WHAT IS BEING ASKED
Copy nothing from the entries below except the lines from the one containing "Query: bird's tail" through the one containing "out like [911,754].", and copy those exactly.

EXERCISE INPUTS
━━━━━━
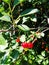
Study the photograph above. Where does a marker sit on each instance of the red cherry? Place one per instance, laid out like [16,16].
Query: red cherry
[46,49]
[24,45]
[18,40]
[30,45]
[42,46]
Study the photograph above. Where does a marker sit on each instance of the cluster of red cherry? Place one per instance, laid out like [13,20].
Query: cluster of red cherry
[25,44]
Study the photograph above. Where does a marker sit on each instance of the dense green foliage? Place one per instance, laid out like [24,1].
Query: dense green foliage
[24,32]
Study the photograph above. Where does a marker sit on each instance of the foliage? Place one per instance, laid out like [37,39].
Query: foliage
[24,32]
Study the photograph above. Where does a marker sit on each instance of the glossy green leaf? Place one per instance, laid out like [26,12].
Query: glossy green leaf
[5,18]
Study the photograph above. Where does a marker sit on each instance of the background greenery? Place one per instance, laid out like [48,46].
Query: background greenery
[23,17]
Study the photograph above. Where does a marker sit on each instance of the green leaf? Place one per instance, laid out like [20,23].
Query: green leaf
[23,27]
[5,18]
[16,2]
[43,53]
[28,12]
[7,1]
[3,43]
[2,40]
━━━━━━
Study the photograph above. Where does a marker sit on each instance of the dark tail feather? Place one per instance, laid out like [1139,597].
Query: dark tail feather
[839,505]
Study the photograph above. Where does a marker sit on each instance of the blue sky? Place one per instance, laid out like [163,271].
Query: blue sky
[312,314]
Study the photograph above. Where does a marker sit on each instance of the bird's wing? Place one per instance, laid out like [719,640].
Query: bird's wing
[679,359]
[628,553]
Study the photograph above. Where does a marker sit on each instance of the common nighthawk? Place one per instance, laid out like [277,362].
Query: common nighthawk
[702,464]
━━━━━━
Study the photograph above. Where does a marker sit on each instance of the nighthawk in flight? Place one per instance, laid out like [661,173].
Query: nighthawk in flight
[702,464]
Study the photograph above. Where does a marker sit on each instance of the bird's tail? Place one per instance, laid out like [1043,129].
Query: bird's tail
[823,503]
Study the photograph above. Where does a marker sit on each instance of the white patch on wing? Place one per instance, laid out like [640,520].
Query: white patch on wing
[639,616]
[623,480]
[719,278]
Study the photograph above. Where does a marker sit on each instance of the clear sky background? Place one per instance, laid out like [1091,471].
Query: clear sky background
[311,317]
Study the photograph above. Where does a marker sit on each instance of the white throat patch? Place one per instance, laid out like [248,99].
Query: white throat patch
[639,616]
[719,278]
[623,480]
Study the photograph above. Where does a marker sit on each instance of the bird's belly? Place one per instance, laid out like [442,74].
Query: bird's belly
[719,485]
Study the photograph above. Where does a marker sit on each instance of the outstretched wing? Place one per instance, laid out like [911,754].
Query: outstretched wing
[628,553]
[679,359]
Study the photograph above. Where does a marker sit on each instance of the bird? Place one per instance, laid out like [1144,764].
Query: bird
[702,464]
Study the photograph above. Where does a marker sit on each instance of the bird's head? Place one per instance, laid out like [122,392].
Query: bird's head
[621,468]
━━━━━━
ANSWER SPACE
Query: bird's tail
[823,503]
Study the photograph above. Where does a marker sit on each instance of the white patch on wing? Place one per instance, laid out like [640,520].
Query: white patch on wing
[639,616]
[623,480]
[719,278]
Study the photograph above. Where does a marker sit on each instance of the clear sky background? Place one per instance, laid out like [1091,471].
Query: clear sky background
[311,317]
Study the photograph above. Where does a marker sit on each instance of the white throat patch? Place one per instance, laid out like [248,99].
Query: white throat patch
[639,616]
[719,278]
[623,480]
Study the photograph above. Where does a marker sit on each instance of the bird's belly? Place one per instance, laid out like [442,74].
Query: bird's belly
[719,485]
Study the photograph above. Where does a marker sit on each instance of the outstretched wing? Place one per instance, laid out like [911,754].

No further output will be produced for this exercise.